== Segment start ==

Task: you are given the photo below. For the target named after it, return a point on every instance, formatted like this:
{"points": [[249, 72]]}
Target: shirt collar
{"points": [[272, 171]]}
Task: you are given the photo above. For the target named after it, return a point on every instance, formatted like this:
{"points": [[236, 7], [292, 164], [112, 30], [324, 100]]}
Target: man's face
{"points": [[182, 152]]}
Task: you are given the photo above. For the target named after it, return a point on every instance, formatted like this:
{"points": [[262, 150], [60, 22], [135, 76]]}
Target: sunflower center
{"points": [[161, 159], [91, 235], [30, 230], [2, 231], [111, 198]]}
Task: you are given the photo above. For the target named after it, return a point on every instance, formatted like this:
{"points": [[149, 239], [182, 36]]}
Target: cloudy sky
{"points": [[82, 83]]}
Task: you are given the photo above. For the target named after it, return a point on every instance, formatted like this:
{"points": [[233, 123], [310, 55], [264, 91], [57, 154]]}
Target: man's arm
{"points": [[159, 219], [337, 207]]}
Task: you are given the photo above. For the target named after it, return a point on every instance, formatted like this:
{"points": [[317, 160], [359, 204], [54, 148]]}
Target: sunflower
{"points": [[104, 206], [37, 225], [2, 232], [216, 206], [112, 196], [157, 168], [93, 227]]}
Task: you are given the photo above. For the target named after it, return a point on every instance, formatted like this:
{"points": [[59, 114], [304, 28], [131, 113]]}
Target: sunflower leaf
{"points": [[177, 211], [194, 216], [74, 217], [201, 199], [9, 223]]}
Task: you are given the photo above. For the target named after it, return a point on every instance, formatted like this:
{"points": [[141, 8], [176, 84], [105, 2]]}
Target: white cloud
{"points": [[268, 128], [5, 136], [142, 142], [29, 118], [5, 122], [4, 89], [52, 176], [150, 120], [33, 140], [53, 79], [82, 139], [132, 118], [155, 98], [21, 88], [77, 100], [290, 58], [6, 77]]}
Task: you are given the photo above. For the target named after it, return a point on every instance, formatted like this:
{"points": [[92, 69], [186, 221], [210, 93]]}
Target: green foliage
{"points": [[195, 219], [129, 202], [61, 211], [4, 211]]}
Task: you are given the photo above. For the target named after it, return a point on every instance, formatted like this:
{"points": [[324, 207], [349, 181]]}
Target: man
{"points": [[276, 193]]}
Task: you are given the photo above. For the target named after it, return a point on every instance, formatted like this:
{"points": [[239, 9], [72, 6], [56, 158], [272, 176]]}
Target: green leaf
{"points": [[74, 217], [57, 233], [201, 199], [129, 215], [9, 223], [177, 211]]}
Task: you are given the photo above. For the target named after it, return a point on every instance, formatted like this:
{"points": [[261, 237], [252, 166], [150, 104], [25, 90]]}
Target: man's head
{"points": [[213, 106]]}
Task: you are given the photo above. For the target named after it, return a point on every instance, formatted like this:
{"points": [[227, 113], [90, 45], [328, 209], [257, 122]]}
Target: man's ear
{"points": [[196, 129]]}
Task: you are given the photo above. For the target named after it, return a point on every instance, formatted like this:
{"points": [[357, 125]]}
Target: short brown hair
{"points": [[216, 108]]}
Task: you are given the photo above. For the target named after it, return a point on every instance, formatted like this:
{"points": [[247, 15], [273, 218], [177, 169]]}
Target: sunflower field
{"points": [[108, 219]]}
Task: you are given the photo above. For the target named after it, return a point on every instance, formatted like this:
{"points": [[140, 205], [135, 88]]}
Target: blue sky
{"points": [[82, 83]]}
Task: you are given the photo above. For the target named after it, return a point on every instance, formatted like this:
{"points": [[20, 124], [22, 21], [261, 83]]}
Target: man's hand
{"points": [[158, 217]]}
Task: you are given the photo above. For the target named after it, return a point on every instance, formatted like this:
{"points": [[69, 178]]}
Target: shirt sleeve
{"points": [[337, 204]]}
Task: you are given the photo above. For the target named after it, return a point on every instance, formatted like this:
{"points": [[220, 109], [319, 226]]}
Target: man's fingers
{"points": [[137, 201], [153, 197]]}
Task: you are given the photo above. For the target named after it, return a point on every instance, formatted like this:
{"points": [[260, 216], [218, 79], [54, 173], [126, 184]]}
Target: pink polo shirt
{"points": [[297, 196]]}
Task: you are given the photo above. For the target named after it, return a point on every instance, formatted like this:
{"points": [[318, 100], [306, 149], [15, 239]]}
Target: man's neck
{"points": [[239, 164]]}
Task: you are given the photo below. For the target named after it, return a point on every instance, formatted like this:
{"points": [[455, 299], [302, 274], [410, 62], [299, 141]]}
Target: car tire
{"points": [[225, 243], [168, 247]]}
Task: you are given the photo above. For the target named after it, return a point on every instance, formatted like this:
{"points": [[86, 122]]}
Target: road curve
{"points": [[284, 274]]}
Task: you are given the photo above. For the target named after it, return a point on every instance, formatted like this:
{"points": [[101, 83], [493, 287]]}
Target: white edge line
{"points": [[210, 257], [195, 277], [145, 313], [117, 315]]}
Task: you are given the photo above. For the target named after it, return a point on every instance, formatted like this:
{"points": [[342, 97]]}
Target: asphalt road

== Segment end ==

Reproduce, word for word, every line starting at the line that contains "Target: car tire" and ending with the final line of the entries.

Target: car tire
{"points": [[225, 243], [168, 247]]}
Task: you are given the photo above. For the target named after it, return a point on every instance, formatted like this:
{"points": [[86, 122]]}
Target: road curve
{"points": [[284, 274]]}
Task: you are given the photo above. For the target named after it, return a point on every instance, formatted like this:
{"points": [[101, 83], [493, 287]]}
Target: white edge line
{"points": [[210, 257], [195, 277], [145, 313], [117, 315]]}
Task: you are given the photo above. For the target named after it, return a point on every instance, formatted like this:
{"points": [[342, 97]]}
Target: asphalt road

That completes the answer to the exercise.